Stored dataset items —

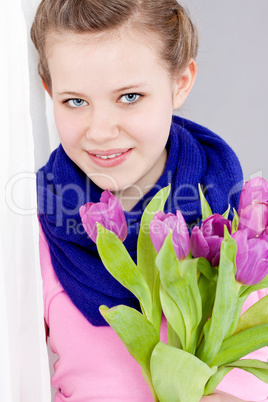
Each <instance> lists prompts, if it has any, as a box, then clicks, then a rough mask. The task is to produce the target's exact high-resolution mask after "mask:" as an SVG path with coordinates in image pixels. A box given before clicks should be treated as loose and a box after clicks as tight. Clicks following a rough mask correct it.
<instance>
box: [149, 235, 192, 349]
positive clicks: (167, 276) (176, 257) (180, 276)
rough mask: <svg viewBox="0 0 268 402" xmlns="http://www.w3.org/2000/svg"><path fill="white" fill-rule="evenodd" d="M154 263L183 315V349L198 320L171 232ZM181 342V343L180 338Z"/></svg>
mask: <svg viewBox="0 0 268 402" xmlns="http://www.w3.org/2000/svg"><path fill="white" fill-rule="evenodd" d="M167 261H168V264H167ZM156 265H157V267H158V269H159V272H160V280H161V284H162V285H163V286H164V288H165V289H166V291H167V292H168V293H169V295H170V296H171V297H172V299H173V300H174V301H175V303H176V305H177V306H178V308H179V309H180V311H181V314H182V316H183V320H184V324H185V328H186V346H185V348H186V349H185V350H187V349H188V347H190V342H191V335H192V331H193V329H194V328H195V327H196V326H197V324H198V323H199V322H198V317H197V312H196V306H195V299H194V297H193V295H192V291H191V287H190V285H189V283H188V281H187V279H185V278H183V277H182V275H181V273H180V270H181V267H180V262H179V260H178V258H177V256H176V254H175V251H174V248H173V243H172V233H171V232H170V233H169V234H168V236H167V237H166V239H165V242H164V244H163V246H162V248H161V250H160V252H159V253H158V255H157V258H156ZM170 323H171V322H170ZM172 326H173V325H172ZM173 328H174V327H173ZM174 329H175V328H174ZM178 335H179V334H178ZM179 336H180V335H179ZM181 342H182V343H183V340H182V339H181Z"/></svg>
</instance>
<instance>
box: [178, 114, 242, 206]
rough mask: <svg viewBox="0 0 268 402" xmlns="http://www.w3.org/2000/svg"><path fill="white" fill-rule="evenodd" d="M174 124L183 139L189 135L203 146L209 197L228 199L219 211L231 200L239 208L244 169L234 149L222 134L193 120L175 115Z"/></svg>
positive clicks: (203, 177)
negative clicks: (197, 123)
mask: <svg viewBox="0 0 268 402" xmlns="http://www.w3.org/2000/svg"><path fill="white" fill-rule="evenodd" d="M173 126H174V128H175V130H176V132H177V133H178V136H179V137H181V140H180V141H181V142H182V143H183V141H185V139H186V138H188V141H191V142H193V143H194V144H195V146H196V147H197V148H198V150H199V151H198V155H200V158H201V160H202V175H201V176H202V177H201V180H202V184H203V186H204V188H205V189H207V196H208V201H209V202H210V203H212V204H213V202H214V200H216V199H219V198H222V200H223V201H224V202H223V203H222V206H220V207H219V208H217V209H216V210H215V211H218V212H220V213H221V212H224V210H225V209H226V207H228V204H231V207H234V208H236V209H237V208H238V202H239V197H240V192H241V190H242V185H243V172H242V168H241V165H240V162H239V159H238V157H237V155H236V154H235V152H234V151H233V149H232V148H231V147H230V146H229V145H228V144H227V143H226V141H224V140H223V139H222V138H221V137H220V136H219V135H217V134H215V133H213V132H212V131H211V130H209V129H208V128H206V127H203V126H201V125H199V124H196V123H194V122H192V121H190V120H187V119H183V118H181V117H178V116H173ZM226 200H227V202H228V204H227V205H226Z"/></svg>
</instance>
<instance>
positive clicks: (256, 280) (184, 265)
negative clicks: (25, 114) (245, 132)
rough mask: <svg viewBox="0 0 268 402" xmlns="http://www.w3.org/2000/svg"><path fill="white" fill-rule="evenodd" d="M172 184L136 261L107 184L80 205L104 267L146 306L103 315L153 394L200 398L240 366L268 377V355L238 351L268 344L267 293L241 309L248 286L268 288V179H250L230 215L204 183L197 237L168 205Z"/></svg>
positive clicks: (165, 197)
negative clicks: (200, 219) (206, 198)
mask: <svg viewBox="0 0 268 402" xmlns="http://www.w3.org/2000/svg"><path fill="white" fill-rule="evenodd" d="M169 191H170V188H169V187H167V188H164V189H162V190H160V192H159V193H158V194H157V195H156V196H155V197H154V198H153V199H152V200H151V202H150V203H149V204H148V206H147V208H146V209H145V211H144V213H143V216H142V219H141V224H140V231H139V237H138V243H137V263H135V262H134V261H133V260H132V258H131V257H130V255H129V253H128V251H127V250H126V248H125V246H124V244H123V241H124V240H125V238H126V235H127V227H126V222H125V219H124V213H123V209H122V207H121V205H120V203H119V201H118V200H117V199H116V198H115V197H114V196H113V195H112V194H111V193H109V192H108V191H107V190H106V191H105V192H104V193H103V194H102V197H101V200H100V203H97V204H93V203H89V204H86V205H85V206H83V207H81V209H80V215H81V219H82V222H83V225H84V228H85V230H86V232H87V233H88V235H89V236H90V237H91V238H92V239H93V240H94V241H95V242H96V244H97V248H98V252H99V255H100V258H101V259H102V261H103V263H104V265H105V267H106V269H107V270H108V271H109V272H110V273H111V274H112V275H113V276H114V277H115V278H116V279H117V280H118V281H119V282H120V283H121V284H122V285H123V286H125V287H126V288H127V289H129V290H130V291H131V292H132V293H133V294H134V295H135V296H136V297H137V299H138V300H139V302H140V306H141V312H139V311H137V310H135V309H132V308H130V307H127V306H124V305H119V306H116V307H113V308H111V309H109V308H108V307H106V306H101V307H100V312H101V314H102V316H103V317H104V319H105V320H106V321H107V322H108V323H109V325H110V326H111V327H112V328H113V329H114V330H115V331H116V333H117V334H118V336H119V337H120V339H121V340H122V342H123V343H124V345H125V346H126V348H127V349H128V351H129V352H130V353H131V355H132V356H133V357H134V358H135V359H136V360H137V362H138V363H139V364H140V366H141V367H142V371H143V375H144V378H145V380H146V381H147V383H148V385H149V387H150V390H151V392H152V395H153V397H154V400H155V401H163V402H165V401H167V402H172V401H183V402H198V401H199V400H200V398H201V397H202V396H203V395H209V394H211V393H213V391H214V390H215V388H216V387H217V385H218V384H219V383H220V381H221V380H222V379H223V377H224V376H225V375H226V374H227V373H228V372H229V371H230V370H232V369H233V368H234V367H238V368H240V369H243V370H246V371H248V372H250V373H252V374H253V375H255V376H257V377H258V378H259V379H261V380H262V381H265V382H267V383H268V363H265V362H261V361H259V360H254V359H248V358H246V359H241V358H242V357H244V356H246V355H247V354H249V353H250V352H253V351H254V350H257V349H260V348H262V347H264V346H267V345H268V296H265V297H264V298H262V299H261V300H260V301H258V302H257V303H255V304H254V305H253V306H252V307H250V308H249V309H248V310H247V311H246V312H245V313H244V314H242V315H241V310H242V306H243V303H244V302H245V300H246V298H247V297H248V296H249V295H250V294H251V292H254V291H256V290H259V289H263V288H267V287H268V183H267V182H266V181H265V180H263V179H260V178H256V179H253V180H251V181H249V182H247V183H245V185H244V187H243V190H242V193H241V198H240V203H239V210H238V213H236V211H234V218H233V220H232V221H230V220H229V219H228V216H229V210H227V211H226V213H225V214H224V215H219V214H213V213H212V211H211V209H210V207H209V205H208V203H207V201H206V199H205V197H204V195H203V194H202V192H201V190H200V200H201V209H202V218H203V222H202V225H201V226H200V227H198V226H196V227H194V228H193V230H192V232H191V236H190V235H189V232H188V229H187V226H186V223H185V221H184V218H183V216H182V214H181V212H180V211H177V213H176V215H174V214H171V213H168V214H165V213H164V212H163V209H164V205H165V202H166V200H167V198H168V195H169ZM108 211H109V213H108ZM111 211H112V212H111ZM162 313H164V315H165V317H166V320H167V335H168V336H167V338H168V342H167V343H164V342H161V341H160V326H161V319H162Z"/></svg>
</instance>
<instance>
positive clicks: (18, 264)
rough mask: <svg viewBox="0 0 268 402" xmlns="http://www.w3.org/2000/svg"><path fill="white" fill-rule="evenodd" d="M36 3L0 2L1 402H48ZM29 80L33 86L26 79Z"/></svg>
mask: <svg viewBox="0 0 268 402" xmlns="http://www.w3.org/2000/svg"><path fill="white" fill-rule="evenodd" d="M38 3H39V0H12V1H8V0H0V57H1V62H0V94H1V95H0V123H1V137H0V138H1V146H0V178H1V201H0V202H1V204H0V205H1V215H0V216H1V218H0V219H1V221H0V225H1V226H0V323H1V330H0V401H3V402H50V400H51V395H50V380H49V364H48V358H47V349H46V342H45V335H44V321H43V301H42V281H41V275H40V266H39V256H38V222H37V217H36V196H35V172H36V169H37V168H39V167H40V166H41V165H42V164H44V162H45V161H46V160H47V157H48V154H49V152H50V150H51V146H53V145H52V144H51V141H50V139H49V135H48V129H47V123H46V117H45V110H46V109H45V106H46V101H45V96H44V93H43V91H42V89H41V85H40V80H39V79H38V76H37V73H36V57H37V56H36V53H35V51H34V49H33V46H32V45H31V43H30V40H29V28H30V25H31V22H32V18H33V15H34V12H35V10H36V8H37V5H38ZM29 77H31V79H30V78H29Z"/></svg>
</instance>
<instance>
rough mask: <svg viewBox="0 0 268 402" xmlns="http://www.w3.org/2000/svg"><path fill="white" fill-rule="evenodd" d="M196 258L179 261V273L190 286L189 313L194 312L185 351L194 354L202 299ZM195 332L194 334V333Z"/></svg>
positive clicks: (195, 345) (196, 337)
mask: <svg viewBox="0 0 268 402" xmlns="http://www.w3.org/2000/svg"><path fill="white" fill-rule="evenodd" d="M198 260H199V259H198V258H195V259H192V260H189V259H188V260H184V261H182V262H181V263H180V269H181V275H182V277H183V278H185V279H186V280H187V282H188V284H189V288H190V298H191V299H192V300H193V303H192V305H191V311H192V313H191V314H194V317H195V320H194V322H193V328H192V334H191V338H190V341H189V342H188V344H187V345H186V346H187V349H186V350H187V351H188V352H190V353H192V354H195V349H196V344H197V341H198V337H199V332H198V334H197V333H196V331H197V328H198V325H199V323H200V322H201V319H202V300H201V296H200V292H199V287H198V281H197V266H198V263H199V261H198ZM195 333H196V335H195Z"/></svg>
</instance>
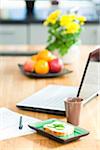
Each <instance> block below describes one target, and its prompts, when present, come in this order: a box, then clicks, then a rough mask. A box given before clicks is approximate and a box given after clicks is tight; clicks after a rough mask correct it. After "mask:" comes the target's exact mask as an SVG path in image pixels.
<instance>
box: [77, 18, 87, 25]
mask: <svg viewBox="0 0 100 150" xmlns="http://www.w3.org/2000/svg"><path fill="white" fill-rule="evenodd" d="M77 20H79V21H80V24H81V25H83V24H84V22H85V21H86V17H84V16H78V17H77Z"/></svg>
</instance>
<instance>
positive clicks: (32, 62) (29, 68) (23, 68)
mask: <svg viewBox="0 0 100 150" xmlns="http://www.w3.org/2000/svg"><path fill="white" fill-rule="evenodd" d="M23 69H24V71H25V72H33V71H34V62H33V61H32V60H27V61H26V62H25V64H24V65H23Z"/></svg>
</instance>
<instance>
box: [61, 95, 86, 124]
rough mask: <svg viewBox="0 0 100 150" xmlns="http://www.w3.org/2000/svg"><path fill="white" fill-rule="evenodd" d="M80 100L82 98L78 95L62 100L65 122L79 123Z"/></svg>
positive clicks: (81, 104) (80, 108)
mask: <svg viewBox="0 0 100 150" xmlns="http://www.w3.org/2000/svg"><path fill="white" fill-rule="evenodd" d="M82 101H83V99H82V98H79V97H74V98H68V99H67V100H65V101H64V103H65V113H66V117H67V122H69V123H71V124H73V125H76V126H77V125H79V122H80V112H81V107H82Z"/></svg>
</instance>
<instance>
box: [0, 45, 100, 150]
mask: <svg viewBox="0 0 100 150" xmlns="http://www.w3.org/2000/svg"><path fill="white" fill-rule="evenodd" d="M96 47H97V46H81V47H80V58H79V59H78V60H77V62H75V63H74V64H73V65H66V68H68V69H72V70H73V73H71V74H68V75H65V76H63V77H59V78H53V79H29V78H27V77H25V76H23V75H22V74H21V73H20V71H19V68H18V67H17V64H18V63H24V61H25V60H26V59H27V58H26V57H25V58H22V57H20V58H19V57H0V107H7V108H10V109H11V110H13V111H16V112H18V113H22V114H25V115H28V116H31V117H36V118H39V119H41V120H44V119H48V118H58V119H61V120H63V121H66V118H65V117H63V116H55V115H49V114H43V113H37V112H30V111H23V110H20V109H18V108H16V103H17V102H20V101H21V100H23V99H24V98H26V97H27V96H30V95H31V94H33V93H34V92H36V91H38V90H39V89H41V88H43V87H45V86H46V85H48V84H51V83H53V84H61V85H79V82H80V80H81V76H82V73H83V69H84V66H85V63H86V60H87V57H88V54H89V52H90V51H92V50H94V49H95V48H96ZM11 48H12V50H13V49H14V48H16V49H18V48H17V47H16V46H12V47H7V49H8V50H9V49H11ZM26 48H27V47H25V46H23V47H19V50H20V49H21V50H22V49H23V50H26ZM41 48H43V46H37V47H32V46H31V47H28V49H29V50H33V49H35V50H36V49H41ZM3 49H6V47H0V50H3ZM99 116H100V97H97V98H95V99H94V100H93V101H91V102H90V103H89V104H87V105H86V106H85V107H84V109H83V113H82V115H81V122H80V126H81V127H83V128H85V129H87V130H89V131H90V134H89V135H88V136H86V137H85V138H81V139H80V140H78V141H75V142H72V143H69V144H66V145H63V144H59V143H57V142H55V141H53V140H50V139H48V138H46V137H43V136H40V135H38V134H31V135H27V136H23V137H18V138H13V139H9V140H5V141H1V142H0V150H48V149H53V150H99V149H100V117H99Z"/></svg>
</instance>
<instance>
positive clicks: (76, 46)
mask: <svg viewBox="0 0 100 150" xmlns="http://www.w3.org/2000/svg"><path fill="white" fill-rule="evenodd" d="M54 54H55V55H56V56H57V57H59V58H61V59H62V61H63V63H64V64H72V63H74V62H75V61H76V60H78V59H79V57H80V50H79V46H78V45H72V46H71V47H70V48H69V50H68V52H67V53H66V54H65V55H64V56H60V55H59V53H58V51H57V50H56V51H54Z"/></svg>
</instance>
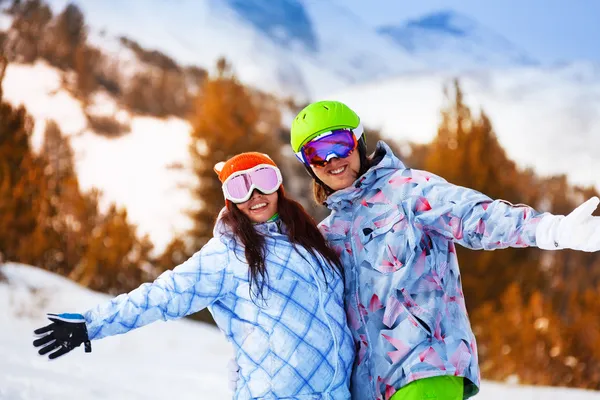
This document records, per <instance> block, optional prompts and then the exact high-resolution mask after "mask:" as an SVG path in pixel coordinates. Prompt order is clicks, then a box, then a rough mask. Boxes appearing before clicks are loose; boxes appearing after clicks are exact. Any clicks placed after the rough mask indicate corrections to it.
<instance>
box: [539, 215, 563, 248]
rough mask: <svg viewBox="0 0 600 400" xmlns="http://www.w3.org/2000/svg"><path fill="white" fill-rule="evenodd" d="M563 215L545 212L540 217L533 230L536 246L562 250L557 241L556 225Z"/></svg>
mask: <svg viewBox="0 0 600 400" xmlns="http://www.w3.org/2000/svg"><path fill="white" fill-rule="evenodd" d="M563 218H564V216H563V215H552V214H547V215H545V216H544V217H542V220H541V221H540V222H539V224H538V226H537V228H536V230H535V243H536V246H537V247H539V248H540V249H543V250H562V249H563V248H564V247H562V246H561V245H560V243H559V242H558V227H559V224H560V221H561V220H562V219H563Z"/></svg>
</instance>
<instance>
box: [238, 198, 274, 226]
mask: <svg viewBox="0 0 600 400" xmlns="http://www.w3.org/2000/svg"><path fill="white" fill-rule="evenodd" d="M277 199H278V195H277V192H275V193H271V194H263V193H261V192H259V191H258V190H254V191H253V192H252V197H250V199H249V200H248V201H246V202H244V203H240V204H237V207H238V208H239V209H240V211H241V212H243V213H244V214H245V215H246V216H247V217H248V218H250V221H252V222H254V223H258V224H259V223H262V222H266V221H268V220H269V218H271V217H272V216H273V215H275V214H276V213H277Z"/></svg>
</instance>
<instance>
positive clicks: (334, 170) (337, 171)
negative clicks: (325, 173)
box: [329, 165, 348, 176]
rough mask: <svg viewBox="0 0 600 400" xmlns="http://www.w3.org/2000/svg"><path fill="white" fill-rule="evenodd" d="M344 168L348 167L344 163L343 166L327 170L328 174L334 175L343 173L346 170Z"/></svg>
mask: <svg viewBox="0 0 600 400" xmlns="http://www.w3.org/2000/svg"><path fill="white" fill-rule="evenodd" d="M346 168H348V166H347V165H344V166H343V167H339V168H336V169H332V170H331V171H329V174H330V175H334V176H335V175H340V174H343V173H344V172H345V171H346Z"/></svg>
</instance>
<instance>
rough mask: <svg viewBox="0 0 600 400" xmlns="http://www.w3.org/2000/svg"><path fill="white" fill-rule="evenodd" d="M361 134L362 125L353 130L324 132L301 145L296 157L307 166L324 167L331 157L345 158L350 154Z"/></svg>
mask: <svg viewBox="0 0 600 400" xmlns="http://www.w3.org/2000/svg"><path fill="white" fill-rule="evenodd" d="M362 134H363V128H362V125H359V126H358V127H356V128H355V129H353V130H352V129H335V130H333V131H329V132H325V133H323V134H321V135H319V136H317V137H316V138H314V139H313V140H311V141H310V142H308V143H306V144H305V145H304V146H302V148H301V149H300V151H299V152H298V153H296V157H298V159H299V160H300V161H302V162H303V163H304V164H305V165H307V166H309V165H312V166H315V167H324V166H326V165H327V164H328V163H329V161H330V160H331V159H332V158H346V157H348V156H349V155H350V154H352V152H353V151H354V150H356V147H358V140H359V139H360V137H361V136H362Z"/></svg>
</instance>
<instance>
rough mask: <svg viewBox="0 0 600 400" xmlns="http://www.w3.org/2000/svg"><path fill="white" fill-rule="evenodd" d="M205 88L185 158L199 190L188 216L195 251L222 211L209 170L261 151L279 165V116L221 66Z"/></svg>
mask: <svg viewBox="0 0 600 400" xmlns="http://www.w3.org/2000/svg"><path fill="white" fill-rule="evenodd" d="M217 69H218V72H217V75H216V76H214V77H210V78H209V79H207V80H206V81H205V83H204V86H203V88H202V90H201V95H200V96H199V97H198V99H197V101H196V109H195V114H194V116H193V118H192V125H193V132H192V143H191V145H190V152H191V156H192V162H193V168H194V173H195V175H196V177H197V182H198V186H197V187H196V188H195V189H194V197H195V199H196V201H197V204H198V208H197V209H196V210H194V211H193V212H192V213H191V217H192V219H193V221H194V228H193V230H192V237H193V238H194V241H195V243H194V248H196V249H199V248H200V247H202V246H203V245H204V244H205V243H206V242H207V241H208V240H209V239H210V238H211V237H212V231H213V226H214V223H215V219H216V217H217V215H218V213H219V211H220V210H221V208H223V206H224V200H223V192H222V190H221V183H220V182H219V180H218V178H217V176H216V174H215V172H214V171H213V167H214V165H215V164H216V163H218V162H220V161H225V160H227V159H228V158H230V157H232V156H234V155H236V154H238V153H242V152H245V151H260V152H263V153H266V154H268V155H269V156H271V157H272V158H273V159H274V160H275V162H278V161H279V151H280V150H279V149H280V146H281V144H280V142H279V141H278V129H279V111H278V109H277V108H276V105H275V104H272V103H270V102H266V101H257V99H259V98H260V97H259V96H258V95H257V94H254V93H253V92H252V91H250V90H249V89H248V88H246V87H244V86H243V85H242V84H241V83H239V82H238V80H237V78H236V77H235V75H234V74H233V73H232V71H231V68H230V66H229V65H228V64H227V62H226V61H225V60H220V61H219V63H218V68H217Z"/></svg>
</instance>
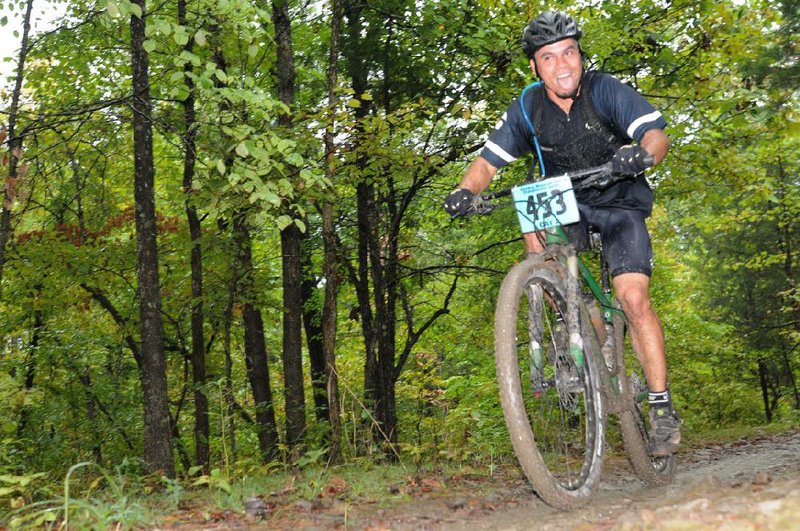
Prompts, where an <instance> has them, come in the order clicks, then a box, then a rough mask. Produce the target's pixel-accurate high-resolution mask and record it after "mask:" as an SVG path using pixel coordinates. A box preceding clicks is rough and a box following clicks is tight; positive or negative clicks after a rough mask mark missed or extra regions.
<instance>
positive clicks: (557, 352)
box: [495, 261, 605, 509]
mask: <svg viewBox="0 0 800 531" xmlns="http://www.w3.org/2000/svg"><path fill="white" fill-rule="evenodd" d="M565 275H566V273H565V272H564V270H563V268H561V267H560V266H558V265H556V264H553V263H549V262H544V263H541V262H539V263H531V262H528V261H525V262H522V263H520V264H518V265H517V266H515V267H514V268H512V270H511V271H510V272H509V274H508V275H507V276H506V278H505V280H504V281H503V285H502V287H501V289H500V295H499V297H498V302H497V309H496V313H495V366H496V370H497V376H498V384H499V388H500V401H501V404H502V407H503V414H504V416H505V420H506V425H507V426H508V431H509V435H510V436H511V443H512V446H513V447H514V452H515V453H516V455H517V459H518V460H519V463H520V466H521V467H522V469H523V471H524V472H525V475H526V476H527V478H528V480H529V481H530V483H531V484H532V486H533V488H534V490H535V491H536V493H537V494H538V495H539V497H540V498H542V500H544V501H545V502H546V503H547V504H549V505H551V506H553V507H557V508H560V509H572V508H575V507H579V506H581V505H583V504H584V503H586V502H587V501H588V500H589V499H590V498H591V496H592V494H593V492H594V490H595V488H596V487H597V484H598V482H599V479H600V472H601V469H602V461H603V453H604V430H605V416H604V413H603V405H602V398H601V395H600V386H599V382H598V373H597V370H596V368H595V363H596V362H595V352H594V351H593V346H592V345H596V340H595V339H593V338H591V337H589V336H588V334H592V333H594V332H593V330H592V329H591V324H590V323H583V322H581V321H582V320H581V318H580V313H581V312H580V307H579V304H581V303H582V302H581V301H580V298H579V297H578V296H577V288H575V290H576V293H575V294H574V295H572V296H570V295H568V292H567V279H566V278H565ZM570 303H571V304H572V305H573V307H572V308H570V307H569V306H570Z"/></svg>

Exercise directions — Which lines above hold the string "come"? Show each of them.

Exercise response —
Each <instance> block below describes one target, and its prompts, when present, come in this order: a box, then clicks, then a rough mask. A box given before clicks is approximate and a box given after clicks is tight; clicks after a rough mask correct it. After "mask:" comes the target's exact mask as an SVG path in image pixels.
Prompts, where an <instance> has them, come in the order clicks, then a box, then a rough mask. Produce the target's pixel-accurate high-resolution mask and record it after "mask:" as an SVG path using pixel coordinates. A box preceding clicks is rough and a box following clicks is tight; positive or negative clicks after a rough mask mark missed or extra regions.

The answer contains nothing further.